# Request
Take the line that has "Whereabouts in the above image is the building" in it and every line after it to the end of the entries, and reproduce them exactly.

# Records for processing

=-=-=

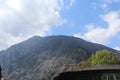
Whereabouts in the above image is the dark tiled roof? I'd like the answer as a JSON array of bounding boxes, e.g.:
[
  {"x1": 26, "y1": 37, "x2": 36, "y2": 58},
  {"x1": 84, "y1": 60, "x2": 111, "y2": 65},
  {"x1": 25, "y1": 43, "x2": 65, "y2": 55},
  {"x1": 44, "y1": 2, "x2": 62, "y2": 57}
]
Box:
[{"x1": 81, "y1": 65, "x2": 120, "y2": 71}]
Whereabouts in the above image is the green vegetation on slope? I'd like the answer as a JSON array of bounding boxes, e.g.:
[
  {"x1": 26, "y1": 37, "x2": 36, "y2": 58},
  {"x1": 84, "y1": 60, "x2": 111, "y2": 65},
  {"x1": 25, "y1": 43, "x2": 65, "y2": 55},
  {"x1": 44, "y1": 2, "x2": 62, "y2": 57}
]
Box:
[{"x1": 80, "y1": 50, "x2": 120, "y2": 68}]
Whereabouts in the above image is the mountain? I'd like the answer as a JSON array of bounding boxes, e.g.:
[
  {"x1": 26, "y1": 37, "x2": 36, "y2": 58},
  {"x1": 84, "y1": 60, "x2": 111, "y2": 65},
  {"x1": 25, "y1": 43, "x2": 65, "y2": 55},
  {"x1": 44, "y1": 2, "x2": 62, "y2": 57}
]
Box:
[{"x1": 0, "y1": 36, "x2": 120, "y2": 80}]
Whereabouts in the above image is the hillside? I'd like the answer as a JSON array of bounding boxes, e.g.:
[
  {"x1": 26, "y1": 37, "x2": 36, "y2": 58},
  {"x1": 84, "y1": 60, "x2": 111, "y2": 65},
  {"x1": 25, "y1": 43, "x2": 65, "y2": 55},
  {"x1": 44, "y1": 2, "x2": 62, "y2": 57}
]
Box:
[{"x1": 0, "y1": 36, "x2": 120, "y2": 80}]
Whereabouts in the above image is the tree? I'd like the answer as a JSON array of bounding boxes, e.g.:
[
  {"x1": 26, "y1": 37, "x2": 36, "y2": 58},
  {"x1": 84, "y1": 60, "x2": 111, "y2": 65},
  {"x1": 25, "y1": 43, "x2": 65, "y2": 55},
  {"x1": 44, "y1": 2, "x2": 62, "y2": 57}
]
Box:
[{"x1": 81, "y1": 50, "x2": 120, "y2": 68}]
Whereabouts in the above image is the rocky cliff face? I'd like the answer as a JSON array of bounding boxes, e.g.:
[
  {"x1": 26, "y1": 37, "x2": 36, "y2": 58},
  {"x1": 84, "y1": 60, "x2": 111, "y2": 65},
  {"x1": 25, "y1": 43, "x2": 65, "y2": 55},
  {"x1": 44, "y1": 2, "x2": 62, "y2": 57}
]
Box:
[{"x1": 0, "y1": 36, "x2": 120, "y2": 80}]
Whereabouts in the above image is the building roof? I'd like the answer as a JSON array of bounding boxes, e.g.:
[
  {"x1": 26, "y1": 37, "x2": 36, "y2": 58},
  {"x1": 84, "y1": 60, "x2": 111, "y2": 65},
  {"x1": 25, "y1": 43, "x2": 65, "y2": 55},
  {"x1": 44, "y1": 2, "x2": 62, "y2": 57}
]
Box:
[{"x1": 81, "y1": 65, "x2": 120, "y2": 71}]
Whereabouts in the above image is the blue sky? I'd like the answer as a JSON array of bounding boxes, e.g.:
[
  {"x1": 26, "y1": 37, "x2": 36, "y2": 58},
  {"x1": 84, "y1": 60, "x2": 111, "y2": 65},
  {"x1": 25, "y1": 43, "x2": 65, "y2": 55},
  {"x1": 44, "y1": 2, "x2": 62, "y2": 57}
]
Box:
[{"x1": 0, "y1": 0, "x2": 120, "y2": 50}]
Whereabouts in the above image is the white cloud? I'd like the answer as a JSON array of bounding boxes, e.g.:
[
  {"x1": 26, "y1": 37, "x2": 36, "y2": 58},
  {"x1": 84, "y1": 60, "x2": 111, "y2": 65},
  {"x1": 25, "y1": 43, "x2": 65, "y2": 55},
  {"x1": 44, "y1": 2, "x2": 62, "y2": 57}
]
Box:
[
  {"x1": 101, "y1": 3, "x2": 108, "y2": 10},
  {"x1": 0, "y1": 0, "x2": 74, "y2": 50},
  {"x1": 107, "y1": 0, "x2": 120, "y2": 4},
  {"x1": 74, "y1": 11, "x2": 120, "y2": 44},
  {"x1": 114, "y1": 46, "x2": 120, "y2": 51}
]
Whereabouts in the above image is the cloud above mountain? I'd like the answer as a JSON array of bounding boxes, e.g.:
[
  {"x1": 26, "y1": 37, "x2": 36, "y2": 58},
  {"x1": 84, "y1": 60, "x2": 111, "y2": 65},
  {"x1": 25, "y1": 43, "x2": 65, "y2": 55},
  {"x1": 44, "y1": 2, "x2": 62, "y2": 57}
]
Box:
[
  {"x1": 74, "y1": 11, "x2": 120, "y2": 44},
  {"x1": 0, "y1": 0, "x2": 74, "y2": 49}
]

=-=-=

# Solution to this problem
Whereabouts in the above image is the building roof? I'd like the answer as a JSON array of bounding boxes, e.g.:
[
  {"x1": 26, "y1": 37, "x2": 36, "y2": 58},
  {"x1": 84, "y1": 60, "x2": 111, "y2": 65},
  {"x1": 25, "y1": 43, "x2": 65, "y2": 55},
  {"x1": 44, "y1": 2, "x2": 62, "y2": 57}
]
Box:
[{"x1": 81, "y1": 65, "x2": 120, "y2": 71}]
Whereabouts in the above image is the blue sky? I'd like the answer as a JSON array of bounding boxes, e.g.:
[
  {"x1": 26, "y1": 37, "x2": 36, "y2": 58},
  {"x1": 84, "y1": 60, "x2": 111, "y2": 65},
  {"x1": 25, "y1": 43, "x2": 65, "y2": 55},
  {"x1": 44, "y1": 2, "x2": 62, "y2": 57}
]
Box:
[{"x1": 0, "y1": 0, "x2": 120, "y2": 50}]
Whereabouts in the above image is the white cloud? I'd like the answer as a JSON array of bounding boxes, e.g.:
[
  {"x1": 26, "y1": 37, "x2": 36, "y2": 58},
  {"x1": 84, "y1": 60, "x2": 111, "y2": 65},
  {"x1": 25, "y1": 43, "x2": 65, "y2": 55},
  {"x1": 44, "y1": 2, "x2": 62, "y2": 57}
]
Box:
[
  {"x1": 101, "y1": 3, "x2": 108, "y2": 10},
  {"x1": 0, "y1": 0, "x2": 74, "y2": 50},
  {"x1": 107, "y1": 0, "x2": 120, "y2": 4},
  {"x1": 74, "y1": 11, "x2": 120, "y2": 44},
  {"x1": 114, "y1": 46, "x2": 120, "y2": 51}
]
Whereabouts in the above image is the cloud above mountain? I'd like the answer as a JSON array of bounding boxes, e.g.:
[
  {"x1": 26, "y1": 37, "x2": 36, "y2": 58},
  {"x1": 84, "y1": 60, "x2": 111, "y2": 65},
  {"x1": 25, "y1": 43, "x2": 65, "y2": 55},
  {"x1": 44, "y1": 2, "x2": 62, "y2": 57}
]
Box:
[
  {"x1": 74, "y1": 11, "x2": 120, "y2": 44},
  {"x1": 0, "y1": 0, "x2": 74, "y2": 49}
]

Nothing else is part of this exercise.